Yapılacak İş:
Aşağıda yer alan telekonferans kullanımı üzerine metni, son cümlesinin ardından devam ettiriniz.
___ Sayfa Alıntısı
Aynı dönemde tüm okullar kapatılıp, dersler ve sınavlar telekonferans yöntemleri ile yapılmadı mı?
Devlet kurumları arasındaki iletişim telekonferans yöntemleri ile yürütülmedi mi?
Daha da ileri gidelim: Cumhurbaşkanı Erdoğan,
Bu örnekleri alt alta yazmaya kalsak koca ciltli bir kitap olur.
***
Uluslararası ilişkilerde de çok sık kullanılan bu teknolojiyi Merkel, Macron, B.Jhonson, Putin, Trump gibi liderle görüşmelerde kullanmadık mı? Üstelik medya kuruluşları, bu teknoloji ile yapılmış görüşmeleri, teknolojik ilerlememizin önemli göstergelerinden biri olarak lanse etmedi mi?
Tüm bu görüşmelerin, toplantıların, hitapların abes, kusur ve ayıp olduğunu iddia edebilir miyiz?
______
___ Kaynak Veriler
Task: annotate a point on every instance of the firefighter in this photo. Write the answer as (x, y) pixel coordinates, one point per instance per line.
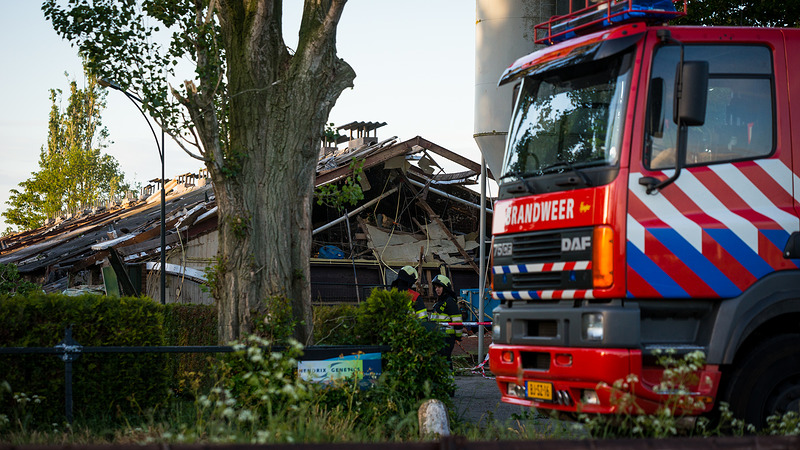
______
Yazılı Yanıt:
Elbette hayır!
Tam tersine, çağımızın bize sağladığı teknolojik imkanları kullanmamak abes, ayıp ve kusurdur.
Bir yandan Endüstri 4.0’dan, Toplum 5.0’dan, dijital dönüşümden bahsedecek ve gelecek hedeflerimizin başına koyacaksınız, bir yandan da bu teknolojiyi kullandı diye çok değerli bir insanı yerin dibine sokacaksınız. Bundan faydalanıp, Türkiye’nin geleceği ile ilgili yapılan çalışmaları, analizleri ve önerileri de yok sayacaksınız…
Bu tavır, yazımın başında da söylediğim gibi, mazrufa değil, zarfa bakmaktır.
Dar bakış açısıdır.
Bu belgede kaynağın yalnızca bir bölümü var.